◆ What the task requires
Copy out all the records again, swapping each occurrence of "Coordinate style" for "Coordinate format" and leaving everything else unchanged.

Supplied material start

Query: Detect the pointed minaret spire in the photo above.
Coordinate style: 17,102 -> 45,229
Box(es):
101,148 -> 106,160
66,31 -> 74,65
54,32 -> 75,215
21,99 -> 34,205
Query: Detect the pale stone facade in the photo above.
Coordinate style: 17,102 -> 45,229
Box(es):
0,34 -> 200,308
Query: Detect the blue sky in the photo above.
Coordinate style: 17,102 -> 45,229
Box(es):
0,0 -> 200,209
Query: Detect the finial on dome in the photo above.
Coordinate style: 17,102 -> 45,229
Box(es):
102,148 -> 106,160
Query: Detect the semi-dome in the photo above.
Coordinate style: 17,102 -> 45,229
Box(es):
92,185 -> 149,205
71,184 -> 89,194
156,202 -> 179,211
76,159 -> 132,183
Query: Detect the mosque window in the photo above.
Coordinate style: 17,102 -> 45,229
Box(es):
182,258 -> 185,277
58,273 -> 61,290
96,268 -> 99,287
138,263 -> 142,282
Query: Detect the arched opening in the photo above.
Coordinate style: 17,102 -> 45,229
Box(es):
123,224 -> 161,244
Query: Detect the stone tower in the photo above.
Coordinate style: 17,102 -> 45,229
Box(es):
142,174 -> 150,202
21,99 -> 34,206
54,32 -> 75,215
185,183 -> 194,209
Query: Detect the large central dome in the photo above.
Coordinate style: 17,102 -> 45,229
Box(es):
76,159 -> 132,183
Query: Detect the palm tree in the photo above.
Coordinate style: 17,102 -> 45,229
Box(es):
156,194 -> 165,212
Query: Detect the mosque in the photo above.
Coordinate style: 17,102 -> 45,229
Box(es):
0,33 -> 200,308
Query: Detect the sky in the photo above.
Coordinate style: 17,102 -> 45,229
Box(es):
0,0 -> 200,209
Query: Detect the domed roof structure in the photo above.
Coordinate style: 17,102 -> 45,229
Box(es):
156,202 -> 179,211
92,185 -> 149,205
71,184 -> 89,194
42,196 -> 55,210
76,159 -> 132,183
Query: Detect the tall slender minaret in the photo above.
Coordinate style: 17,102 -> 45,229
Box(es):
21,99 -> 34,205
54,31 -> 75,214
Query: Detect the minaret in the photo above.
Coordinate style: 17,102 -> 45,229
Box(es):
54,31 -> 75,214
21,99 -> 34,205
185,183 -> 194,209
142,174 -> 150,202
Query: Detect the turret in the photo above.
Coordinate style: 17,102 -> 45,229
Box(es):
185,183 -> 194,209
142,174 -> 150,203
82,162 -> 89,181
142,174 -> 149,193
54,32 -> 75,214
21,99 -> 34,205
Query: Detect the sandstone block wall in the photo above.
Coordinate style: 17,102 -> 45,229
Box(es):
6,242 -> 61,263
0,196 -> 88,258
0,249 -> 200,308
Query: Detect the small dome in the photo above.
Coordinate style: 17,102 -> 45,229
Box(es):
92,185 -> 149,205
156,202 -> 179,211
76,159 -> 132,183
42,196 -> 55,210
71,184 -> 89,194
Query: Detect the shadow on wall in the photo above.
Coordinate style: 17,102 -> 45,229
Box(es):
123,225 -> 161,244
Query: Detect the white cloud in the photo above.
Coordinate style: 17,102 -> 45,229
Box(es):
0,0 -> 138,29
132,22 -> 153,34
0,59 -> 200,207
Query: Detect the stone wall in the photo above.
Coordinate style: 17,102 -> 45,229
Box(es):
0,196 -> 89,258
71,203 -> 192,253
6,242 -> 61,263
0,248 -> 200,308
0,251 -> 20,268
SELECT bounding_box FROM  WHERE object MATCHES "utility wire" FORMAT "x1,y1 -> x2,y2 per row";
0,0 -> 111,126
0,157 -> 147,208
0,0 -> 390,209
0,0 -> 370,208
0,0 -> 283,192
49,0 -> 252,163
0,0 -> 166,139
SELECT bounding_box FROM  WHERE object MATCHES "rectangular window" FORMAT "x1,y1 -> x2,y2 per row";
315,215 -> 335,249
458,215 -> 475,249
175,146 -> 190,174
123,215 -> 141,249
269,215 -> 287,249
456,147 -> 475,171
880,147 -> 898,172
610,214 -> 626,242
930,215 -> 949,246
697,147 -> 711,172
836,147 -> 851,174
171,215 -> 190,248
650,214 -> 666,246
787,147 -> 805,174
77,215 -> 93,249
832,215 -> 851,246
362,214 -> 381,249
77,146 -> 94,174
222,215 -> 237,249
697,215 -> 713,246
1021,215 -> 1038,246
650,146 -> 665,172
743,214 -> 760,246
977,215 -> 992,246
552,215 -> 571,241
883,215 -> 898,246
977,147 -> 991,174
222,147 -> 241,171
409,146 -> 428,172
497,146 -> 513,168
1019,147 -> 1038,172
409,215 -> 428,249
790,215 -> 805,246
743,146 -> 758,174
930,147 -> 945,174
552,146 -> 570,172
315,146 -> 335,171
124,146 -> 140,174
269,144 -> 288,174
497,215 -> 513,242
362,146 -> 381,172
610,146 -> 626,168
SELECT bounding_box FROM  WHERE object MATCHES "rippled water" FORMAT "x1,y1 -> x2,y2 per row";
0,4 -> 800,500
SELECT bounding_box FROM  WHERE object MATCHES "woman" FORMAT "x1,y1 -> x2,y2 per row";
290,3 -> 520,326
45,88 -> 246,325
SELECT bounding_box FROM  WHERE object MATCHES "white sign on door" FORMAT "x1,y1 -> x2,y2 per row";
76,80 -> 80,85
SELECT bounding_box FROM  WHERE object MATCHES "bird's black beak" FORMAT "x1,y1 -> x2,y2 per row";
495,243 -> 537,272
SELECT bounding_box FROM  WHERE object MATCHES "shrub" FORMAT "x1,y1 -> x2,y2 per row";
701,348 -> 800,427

Supplied material end

◆ Complete answer
Query: Detect the pointed minaret spire in the photo above.
Coordinate format: 17,102 -> 45,229
Box(es):
101,148 -> 106,160
66,31 -> 74,65
54,32 -> 75,215
21,99 -> 34,205
Query: Detect the pale stone facade in the photo above.
Coordinate format: 17,102 -> 45,229
Box(es):
0,34 -> 200,308
Query: Detect the blue sky in the photo above.
Coordinate format: 17,102 -> 45,229
Box(es):
0,0 -> 200,209
Query: Detect the finial on dome in the photo above.
Coordinate format: 17,102 -> 45,229
Box(es):
102,148 -> 106,160
Query: Detect the semi-dome in the photo above.
Coordinate format: 17,102 -> 45,229
Box(es):
92,185 -> 149,205
71,184 -> 89,194
156,202 -> 179,211
76,159 -> 132,183
Query: Detect the mosque window in the photo above.
Coordinate format: 17,102 -> 45,229
Box(es):
182,258 -> 185,277
58,273 -> 61,290
96,268 -> 99,287
138,263 -> 142,282
Query: Detect the arched opening in the photo above.
Coordinate format: 17,102 -> 45,229
Box(es):
123,224 -> 161,244
Query: Detect the stone tower in the photo above.
Coordinate format: 17,102 -> 45,229
Box(es):
142,174 -> 150,202
21,99 -> 34,206
54,32 -> 75,215
185,183 -> 194,209
Query: Detect the large central dome in the photo above.
Coordinate format: 17,102 -> 45,229
Box(es):
76,159 -> 132,183
Query: Detect the palm tree in the photo above.
Coordinate format: 17,102 -> 45,229
Box(es):
156,194 -> 165,212
Query: Detect the mosque in the photo above.
Coordinate format: 17,102 -> 45,229
Box(es):
0,33 -> 200,308
Query: Detect the sky in the photo above.
Coordinate format: 17,102 -> 45,229
Box(es):
0,0 -> 200,209
Query: Detect the domed roof structure in the photo above.
Coordinate format: 17,102 -> 45,229
Box(es):
156,202 -> 179,211
92,185 -> 149,205
71,184 -> 89,194
42,196 -> 55,210
76,159 -> 132,183
Query: Detect the tall slender minaret in the photo above.
Coordinate format: 17,102 -> 45,229
Box(es):
21,99 -> 34,205
54,31 -> 75,214
Query: Detect the minaret in the photo above.
Coordinate format: 17,102 -> 45,229
Box(es):
54,31 -> 75,214
21,99 -> 34,205
185,183 -> 194,209
142,174 -> 150,202
Query: Detect the turret in the photo above.
Coordinate format: 17,102 -> 45,229
Box(es):
185,183 -> 194,209
142,174 -> 150,203
82,162 -> 89,181
142,174 -> 149,193
54,32 -> 75,214
21,99 -> 34,205
Query: Detect the sandstone block wall in the photo above.
Coordinate format: 17,102 -> 45,229
Box(es):
6,242 -> 61,263
0,196 -> 88,258
0,249 -> 200,308
Query: Detect the small dome in the photo above.
Coordinate format: 17,102 -> 45,229
Box(es):
92,185 -> 149,205
156,202 -> 179,211
76,159 -> 132,183
42,196 -> 55,210
71,184 -> 89,194
Query: Detect the shadow on wall in the photo above.
Coordinate format: 17,102 -> 45,229
Box(es):
123,225 -> 161,244
Query: Detect the white cloud in the photo above.
Coordinate format: 17,102 -> 45,229
Box(es):
0,0 -> 138,29
132,22 -> 153,34
0,59 -> 200,207
Query: Detect the stone wall in the photo above.
Coordinate format: 17,102 -> 45,229
Box(es):
0,196 -> 89,258
71,203 -> 192,253
6,242 -> 61,263
0,248 -> 200,308
0,251 -> 20,268
SELECT bounding_box FROM  WHERE object MATCHES "utility wire" FORMAT "x1,y1 -> x2,y2 per row";
0,0 -> 111,126
0,157 -> 147,208
0,0 -> 390,209
0,0 -> 370,208
0,0 -> 283,192
49,0 -> 252,163
0,0 -> 166,139
SELECT bounding_box FROM  WHERE object MATCHES "rectangular window" FORMAT "x1,y1 -> x2,y2 per row";
315,215 -> 335,249
458,215 -> 475,249
175,146 -> 190,174
123,215 -> 141,249
269,215 -> 287,249
456,147 -> 475,171
880,147 -> 898,172
610,214 -> 626,242
930,215 -> 949,246
697,147 -> 711,172
836,147 -> 851,174
171,215 -> 190,248
650,214 -> 666,246
787,147 -> 805,174
77,215 -> 93,249
832,215 -> 851,246
362,214 -> 381,249
77,146 -> 94,174
222,215 -> 237,249
697,215 -> 713,246
1021,215 -> 1038,246
650,146 -> 665,172
743,214 -> 760,246
977,215 -> 992,246
552,215 -> 571,241
883,215 -> 898,246
977,147 -> 991,174
222,147 -> 241,171
409,146 -> 428,172
497,146 -> 513,168
1019,147 -> 1038,172
409,215 -> 428,249
790,215 -> 805,246
743,146 -> 758,174
930,147 -> 945,174
552,146 -> 570,172
315,146 -> 335,171
124,146 -> 140,174
269,144 -> 288,174
497,215 -> 513,242
362,146 -> 381,172
610,146 -> 626,168
SELECT bounding_box FROM  WHERE object MATCHES "rippled water" FORMAT "x1,y1 -> x2,y2 per row";
0,4 -> 800,500
SELECT bounding_box FROM  WHERE object MATCHES "woman" FORMAT "x1,y1 -> x2,y2 per row";
290,3 -> 520,326
45,88 -> 246,325
SELECT bounding_box FROM  WHERE object MATCHES "white sign on door" FORMAT "x1,y1 -> x2,y2 per row";
76,80 -> 80,85
SELECT bounding_box FROM  WHERE object MATCHES "bird's black beak" FORMAT "x1,y1 -> x2,y2 per row";
495,243 -> 537,272
SELECT bounding_box FROM  WHERE object MATCHES "shrub" FORMAT "x1,y1 -> x2,y2 per row";
701,348 -> 800,427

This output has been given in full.